INSTRUCTIONS FOR THE TASK: How many lines of the items below contain the string "bumper"? Give only the number.

____ EXTRACTED INFORMATION

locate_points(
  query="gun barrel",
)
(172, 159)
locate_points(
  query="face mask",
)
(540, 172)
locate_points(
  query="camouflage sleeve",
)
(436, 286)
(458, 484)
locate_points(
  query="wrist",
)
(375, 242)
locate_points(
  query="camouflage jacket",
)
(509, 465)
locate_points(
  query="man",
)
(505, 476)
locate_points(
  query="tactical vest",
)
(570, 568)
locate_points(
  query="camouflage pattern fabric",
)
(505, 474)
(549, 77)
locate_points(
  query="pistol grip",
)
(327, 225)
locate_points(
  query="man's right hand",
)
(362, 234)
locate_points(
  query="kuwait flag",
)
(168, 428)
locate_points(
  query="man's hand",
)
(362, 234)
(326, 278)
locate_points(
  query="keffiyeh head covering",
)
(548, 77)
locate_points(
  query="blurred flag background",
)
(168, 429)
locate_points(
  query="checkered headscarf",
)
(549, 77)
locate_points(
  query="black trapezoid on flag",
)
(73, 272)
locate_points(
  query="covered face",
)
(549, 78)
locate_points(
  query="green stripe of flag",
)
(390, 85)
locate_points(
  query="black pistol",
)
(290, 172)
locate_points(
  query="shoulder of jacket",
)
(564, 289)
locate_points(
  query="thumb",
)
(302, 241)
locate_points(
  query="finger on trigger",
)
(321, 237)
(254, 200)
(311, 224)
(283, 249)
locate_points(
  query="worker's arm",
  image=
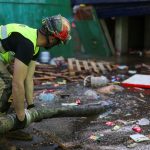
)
(18, 90)
(29, 83)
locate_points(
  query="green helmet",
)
(56, 26)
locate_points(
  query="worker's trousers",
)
(5, 87)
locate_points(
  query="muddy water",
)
(47, 133)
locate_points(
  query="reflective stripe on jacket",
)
(27, 32)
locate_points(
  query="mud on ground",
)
(73, 133)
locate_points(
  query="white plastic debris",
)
(143, 122)
(139, 137)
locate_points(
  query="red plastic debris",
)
(137, 129)
(110, 123)
(78, 101)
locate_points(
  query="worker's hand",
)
(30, 106)
(19, 124)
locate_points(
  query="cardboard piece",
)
(137, 80)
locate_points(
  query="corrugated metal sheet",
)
(110, 8)
(77, 2)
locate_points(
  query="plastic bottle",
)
(47, 97)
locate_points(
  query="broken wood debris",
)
(85, 67)
(73, 71)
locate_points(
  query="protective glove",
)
(30, 106)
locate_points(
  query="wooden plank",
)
(70, 66)
(93, 64)
(78, 65)
(102, 68)
(106, 32)
(85, 65)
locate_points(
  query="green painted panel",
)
(92, 38)
(31, 12)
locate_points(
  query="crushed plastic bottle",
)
(47, 97)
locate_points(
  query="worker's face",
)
(52, 41)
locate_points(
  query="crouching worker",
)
(20, 43)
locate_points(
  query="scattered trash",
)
(64, 95)
(139, 137)
(132, 72)
(78, 102)
(95, 137)
(62, 82)
(135, 81)
(46, 97)
(137, 129)
(91, 94)
(110, 123)
(105, 114)
(132, 145)
(143, 122)
(116, 127)
(122, 67)
(110, 89)
(95, 81)
(141, 95)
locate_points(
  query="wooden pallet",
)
(76, 66)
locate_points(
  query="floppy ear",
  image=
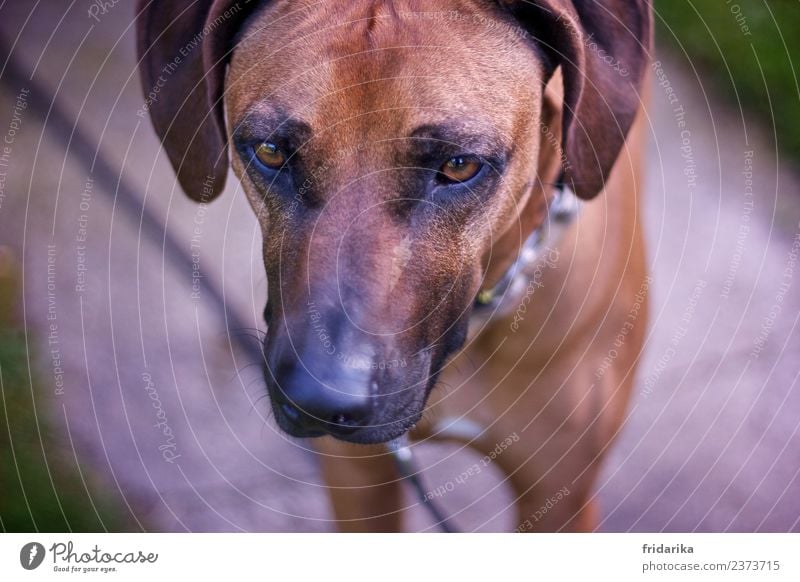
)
(183, 48)
(603, 49)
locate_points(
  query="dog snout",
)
(308, 405)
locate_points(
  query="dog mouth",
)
(361, 408)
(379, 427)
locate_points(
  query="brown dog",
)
(398, 156)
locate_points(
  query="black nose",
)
(310, 406)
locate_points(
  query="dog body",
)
(398, 157)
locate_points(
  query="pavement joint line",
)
(117, 187)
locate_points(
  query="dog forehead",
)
(415, 62)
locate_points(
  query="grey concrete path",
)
(157, 404)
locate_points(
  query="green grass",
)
(734, 62)
(41, 488)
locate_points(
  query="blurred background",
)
(128, 396)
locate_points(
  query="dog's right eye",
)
(270, 155)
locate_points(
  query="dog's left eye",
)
(270, 155)
(460, 169)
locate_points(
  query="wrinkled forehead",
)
(385, 66)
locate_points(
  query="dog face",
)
(380, 188)
(394, 158)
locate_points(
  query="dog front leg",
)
(363, 486)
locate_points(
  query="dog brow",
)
(264, 123)
(474, 138)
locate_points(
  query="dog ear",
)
(603, 49)
(183, 49)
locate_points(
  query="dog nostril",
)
(342, 419)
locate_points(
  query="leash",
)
(400, 449)
(562, 211)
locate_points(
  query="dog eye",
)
(270, 155)
(459, 169)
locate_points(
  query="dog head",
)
(397, 156)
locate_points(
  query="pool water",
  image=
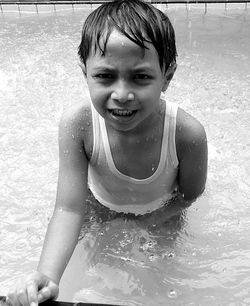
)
(199, 258)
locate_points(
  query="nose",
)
(122, 93)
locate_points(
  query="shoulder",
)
(76, 125)
(76, 116)
(191, 147)
(189, 132)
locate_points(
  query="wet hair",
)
(139, 21)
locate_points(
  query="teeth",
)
(121, 112)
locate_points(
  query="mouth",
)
(122, 113)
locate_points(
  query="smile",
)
(122, 112)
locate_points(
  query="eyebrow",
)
(139, 69)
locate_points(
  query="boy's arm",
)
(66, 222)
(191, 145)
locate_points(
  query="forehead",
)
(121, 48)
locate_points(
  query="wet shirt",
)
(126, 194)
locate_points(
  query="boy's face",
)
(125, 84)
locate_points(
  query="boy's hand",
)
(33, 290)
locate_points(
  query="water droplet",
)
(172, 294)
(171, 255)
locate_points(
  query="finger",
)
(49, 292)
(22, 297)
(32, 292)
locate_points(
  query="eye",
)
(103, 76)
(142, 76)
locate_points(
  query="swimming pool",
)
(201, 258)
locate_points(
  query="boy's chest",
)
(137, 158)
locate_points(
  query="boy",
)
(132, 149)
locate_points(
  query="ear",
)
(169, 75)
(83, 67)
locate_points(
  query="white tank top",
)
(122, 193)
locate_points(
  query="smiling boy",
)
(131, 148)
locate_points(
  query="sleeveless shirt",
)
(122, 193)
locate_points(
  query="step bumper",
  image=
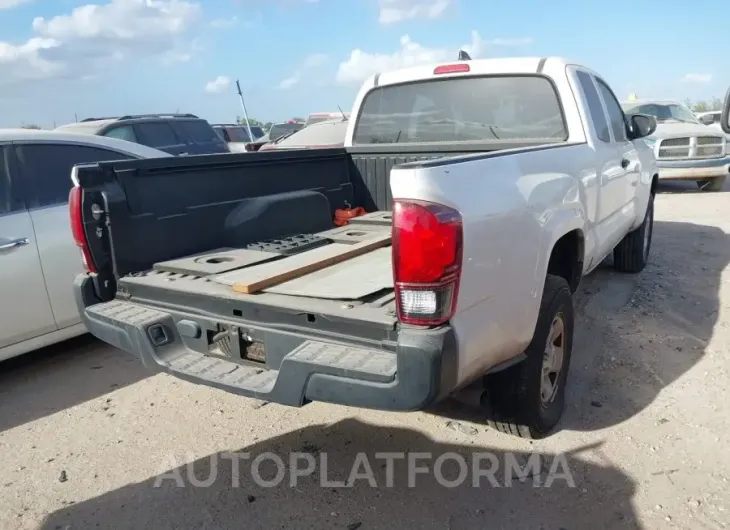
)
(421, 372)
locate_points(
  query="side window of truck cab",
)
(595, 109)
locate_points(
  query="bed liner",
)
(359, 289)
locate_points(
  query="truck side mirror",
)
(725, 116)
(707, 119)
(642, 125)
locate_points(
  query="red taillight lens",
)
(451, 68)
(77, 228)
(427, 251)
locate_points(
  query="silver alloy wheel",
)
(552, 360)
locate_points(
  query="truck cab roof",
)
(511, 65)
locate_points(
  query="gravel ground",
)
(90, 440)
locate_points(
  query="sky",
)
(62, 60)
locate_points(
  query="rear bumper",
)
(421, 371)
(693, 169)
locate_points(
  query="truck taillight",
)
(427, 251)
(77, 227)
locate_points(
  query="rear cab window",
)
(157, 134)
(463, 109)
(595, 110)
(237, 134)
(46, 169)
(124, 132)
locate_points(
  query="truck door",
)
(24, 303)
(46, 167)
(627, 151)
(608, 195)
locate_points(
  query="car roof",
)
(92, 125)
(43, 135)
(638, 102)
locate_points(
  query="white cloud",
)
(701, 79)
(218, 85)
(93, 35)
(361, 64)
(9, 4)
(311, 63)
(394, 11)
(223, 23)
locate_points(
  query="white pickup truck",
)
(499, 183)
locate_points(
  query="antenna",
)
(245, 112)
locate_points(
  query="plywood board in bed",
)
(353, 279)
(259, 277)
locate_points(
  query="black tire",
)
(716, 184)
(513, 399)
(632, 253)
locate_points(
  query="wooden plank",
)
(259, 277)
(349, 280)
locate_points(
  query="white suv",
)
(38, 257)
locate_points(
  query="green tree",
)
(705, 105)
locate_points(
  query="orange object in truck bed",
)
(343, 215)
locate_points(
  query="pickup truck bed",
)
(203, 331)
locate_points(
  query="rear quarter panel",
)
(515, 206)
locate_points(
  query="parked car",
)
(237, 137)
(509, 180)
(238, 133)
(685, 148)
(38, 257)
(318, 135)
(280, 129)
(712, 119)
(177, 134)
(317, 117)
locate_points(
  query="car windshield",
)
(280, 129)
(663, 112)
(467, 109)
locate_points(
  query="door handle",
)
(14, 243)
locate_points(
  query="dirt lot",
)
(85, 432)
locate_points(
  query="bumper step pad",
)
(126, 324)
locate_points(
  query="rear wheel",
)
(632, 253)
(528, 399)
(716, 184)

________

EXERCISE SOLUTION: 3